--- start of SELECTED TEXT ---
Dr. Xudong Wang, Associate Professor in the department of Materials Science and Engineering at University of Wisconsin, talks to AZoNano about his research into nanogenerators used in vehicle applications for harvesting mechanical energy.
Can you please explain what a nanogenerator is?
The first Nanogenerator was developed in 2007 using piezoelectric nanostructures to harvest low-level mechanical energy. Its nanoscale building blocks enable higher sensitivity and higher efficiency compared to bulk structures. Now, the nanogenerator concept has been broadened to the principle of the triboelectric effect (i.e. triboelectric generator), where the contact between two dissimilar surfaces creates charge distribution, and thus inducing current flow externally.
Harvesting the World's Mechanical Energy
Video Courtesy of Georgia Tech YouTube Channel
How has this been applied to your research?
The triboelectric effect has been applied in our research. In our design, we take the advantage of the contact between the tire and ground, which are regarded as two dissimilar materials to create charge separation. Our design allows immediate draining of the induced charge once the tire surface moves away from the ground. Continuously rolling of tires will continuously produce charge to the tire surface, which can thus generating continuous current pulses.
Wang and his colleagues used a toy car during initial trials. Courtesy of the College of Engineering
How is the power generated from these nanogenerators supplied to the vehicle to help reduce its reliance on the engine?
This type of generator directly outputs electric pulses in the form of AC, just like all the other types of triboelectric nanogenerators. This type of electric output can be regulated into a DC form to charge the car battery.
A car generates a lot of kinetic energy. Could this technology be applied in other areas of the vehicle?
There definitely is a possibility. But different moving parts may need specifically designed configurations to effectively harvest the energy. In addition, we don’t want to create any influence to the movement of these parts, such as increasing the friction, changing the mechanical property, etc.
Making vehicles more efficient is nothing new. How do you see this technology being incorporated into other new technologies such as the new engine recovery units we see in Formula 1?
--- end of SELECTED TEXT ---
INSTRUCTION 1 » Count the lines of the records that contain the string "shirt", treating uppercase and lowercase as different, and give only the number.
The interview on nanogenerators and the records that follow have no connection to each other.
--- start of SUPPLIED DATA ---
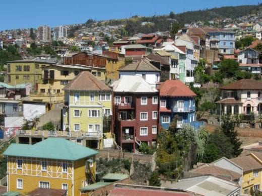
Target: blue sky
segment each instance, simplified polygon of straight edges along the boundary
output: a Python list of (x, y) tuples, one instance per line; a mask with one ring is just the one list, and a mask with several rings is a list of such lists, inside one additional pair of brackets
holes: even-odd
[(0, 4), (0, 31), (169, 14), (214, 7), (257, 5), (261, 0), (6, 0)]

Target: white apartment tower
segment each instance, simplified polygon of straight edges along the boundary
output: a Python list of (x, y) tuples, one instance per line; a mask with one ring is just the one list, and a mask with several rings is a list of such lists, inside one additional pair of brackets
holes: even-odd
[(46, 25), (38, 27), (39, 39), (40, 41), (50, 41), (51, 31)]

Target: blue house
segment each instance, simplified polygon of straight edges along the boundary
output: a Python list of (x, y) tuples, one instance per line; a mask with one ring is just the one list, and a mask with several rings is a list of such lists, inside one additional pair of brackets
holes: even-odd
[(234, 54), (234, 32), (218, 28), (203, 29), (210, 35), (210, 49), (218, 50), (218, 53), (221, 55)]
[(170, 122), (177, 115), (178, 128), (190, 124), (198, 128), (202, 122), (195, 121), (194, 97), (196, 95), (180, 80), (166, 80), (158, 87), (160, 91), (160, 123), (168, 129)]

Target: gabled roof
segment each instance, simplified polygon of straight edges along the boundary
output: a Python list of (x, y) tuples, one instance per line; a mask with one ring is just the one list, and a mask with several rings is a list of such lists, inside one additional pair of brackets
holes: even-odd
[(11, 144), (5, 156), (76, 160), (98, 153), (61, 138), (48, 138), (34, 145)]
[(152, 61), (160, 62), (164, 65), (170, 65), (170, 64), (166, 62), (163, 58), (158, 55), (151, 53), (147, 56), (147, 58)]
[(160, 96), (195, 96), (196, 94), (180, 80), (169, 80), (162, 83), (158, 87)]
[(262, 89), (262, 81), (250, 79), (242, 79), (229, 84), (220, 87), (222, 89)]
[(110, 88), (89, 71), (82, 71), (63, 89), (78, 90), (110, 90)]
[(142, 77), (139, 76), (122, 76), (111, 85), (114, 92), (157, 92), (157, 90)]
[(150, 63), (149, 59), (144, 58), (141, 60), (130, 63), (120, 68), (120, 71), (153, 71), (160, 72), (160, 70)]

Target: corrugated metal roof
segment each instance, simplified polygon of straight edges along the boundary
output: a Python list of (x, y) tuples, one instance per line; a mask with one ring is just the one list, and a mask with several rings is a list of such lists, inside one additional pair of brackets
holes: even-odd
[(98, 153), (65, 139), (49, 138), (34, 145), (11, 144), (5, 151), (6, 156), (76, 160)]

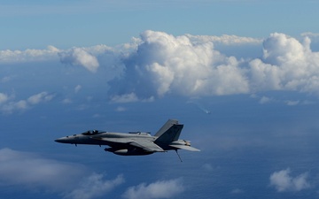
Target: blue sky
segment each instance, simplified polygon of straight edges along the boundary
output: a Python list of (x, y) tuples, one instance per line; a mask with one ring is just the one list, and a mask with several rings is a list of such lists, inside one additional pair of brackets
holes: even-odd
[[(318, 197), (317, 4), (1, 3), (0, 197)], [(168, 119), (201, 152), (54, 142)]]

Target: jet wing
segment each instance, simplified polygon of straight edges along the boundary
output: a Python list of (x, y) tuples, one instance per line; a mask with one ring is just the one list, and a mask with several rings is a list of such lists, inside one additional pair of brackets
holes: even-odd
[(144, 150), (150, 152), (164, 152), (165, 150), (161, 149), (159, 145), (155, 144), (152, 141), (134, 141), (129, 143), (130, 145), (137, 148), (141, 148)]
[(105, 138), (105, 137), (97, 137), (93, 138), (99, 141), (105, 141), (106, 142), (113, 142), (113, 143), (125, 143), (128, 144), (132, 147), (140, 148), (144, 150), (149, 152), (164, 152), (165, 150), (161, 149), (159, 145), (155, 144), (152, 141), (136, 141), (132, 139), (125, 139), (125, 138)]
[(200, 149), (198, 149), (193, 147), (186, 146), (186, 145), (180, 145), (180, 144), (170, 144), (170, 147), (177, 148), (180, 149), (185, 149), (185, 150), (191, 150), (191, 151), (200, 151)]

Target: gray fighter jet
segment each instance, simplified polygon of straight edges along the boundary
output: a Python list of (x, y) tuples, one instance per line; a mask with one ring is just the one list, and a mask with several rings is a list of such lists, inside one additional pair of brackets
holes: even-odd
[(199, 149), (191, 147), (189, 141), (178, 140), (183, 127), (183, 125), (178, 124), (177, 120), (168, 119), (154, 136), (144, 132), (125, 134), (89, 130), (80, 134), (62, 137), (55, 142), (75, 145), (108, 145), (110, 148), (105, 148), (105, 151), (121, 156), (149, 155), (167, 150), (175, 150), (177, 153), (177, 149), (199, 151)]

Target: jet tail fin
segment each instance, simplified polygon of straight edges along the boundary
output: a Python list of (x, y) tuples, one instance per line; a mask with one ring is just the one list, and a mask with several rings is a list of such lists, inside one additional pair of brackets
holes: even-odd
[(177, 141), (183, 125), (178, 124), (176, 119), (168, 119), (167, 123), (156, 133), (155, 143), (168, 144)]

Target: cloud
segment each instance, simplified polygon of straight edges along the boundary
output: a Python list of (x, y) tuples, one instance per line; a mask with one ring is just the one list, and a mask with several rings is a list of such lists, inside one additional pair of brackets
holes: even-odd
[[(91, 73), (104, 73), (109, 87), (105, 92), (110, 101), (119, 103), (150, 102), (168, 95), (194, 97), (274, 90), (319, 96), (319, 52), (310, 48), (310, 38), (316, 34), (303, 35), (300, 41), (274, 33), (261, 40), (236, 35), (175, 36), (148, 30), (116, 47), (2, 50), (0, 64), (59, 59)], [(260, 54), (241, 57), (234, 52), (237, 55), (232, 56), (232, 51), (245, 51), (247, 45), (259, 46)]]
[(58, 53), (61, 63), (82, 65), (92, 73), (96, 73), (99, 63), (96, 57), (82, 48), (73, 48)]
[(319, 95), (319, 53), (303, 42), (275, 33), (263, 42), (263, 58), (249, 63), (251, 90), (294, 90)]
[(81, 180), (82, 172), (83, 168), (78, 165), (6, 148), (0, 149), (0, 185), (65, 191)]
[(0, 186), (19, 186), (32, 190), (57, 192), (72, 199), (101, 196), (122, 184), (122, 175), (105, 180), (81, 165), (43, 158), (11, 149), (0, 149)]
[(79, 188), (66, 195), (66, 198), (72, 199), (90, 199), (104, 195), (124, 182), (122, 175), (119, 175), (112, 180), (104, 180), (103, 174), (93, 173), (83, 180)]
[(9, 96), (6, 94), (0, 93), (0, 111), (9, 114), (14, 111), (23, 111), (38, 103), (50, 102), (54, 96), (54, 94), (43, 91), (33, 95), (27, 99), (14, 101), (14, 95)]
[(81, 89), (82, 89), (82, 86), (81, 86), (81, 85), (77, 85), (77, 86), (74, 88), (74, 92), (75, 92), (75, 93), (78, 93)]
[(185, 34), (189, 37), (193, 42), (221, 42), (225, 45), (242, 45), (242, 44), (261, 44), (262, 43), (261, 39), (256, 39), (252, 37), (243, 37), (237, 35), (228, 35), (222, 34), (222, 36), (213, 36), (213, 35), (192, 35), (190, 34)]
[(52, 60), (58, 51), (54, 46), (48, 46), (46, 50), (0, 50), (0, 64)]
[(128, 188), (123, 196), (128, 199), (173, 198), (183, 190), (182, 180), (175, 179)]
[(121, 59), (122, 75), (109, 82), (111, 98), (134, 96), (138, 101), (170, 94), (205, 96), (270, 90), (319, 95), (319, 53), (311, 51), (308, 37), (300, 42), (271, 34), (262, 42), (262, 58), (249, 60), (222, 55), (214, 49), (217, 41), (261, 43), (236, 36), (173, 36), (145, 31), (136, 50)]
[(212, 96), (247, 93), (241, 62), (214, 50), (211, 42), (192, 43), (185, 35), (145, 31), (136, 51), (123, 57), (125, 73), (109, 82), (114, 96), (137, 98), (167, 94)]
[(296, 177), (290, 175), (291, 170), (275, 172), (270, 175), (270, 186), (275, 187), (278, 192), (300, 191), (310, 188), (307, 181), (307, 173), (304, 172)]
[(6, 94), (0, 93), (0, 104), (5, 103), (9, 99)]

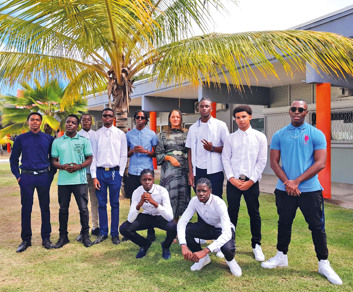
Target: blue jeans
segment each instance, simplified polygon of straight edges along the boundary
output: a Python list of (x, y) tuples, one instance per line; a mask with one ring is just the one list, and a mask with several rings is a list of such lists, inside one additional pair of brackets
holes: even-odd
[(21, 174), (18, 182), (21, 190), (21, 237), (23, 241), (29, 241), (32, 238), (31, 228), (31, 214), (33, 205), (34, 189), (37, 189), (41, 209), (42, 226), (41, 235), (42, 239), (50, 238), (52, 227), (50, 224), (50, 198), (49, 191), (53, 176), (51, 174), (40, 175)]
[(99, 229), (101, 235), (107, 236), (109, 231), (107, 204), (108, 188), (109, 188), (109, 201), (112, 207), (110, 235), (116, 236), (119, 235), (119, 196), (121, 185), (121, 177), (119, 171), (115, 171), (113, 178), (113, 173), (111, 170), (104, 170), (104, 169), (97, 168), (97, 179), (99, 182), (101, 187), (96, 191), (96, 194), (98, 199)]

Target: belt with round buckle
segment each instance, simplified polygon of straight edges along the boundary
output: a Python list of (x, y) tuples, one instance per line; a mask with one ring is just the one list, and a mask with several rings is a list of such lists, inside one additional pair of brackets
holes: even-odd
[(173, 154), (174, 155), (181, 155), (183, 154), (181, 150), (173, 150)]

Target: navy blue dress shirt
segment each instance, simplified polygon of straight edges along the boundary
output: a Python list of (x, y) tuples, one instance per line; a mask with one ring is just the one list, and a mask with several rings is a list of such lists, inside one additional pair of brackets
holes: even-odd
[(21, 176), (18, 162), (21, 153), (19, 168), (24, 170), (42, 170), (50, 165), (54, 141), (54, 137), (41, 131), (36, 134), (29, 131), (16, 138), (10, 156), (10, 166), (16, 179)]

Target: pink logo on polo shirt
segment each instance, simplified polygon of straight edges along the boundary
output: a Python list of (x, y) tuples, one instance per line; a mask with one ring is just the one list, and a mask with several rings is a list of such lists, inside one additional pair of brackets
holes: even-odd
[(307, 145), (307, 141), (309, 141), (309, 135), (306, 135), (304, 136), (304, 143), (303, 143), (304, 145)]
--- end of SUPPLIED DATA ---
INSTRUCTION 2 » Quote every sentence in the nanogenerator interview that ends with a question mark.

CORRECT RESULT 1 » 2

CORRECT RESULT 2 »
- Can you please explain what a nanogenerator is?
- How has this been applied to your research?
- How is the power generated from these nanogenerators supplied to the vehicle to help reduce its reliance on the engine?
- Could this technology be applied in other areas of the vehicle?
- How do you see this technology being incorporated into other new technologies such as the new engine recovery units we see in Formula 1?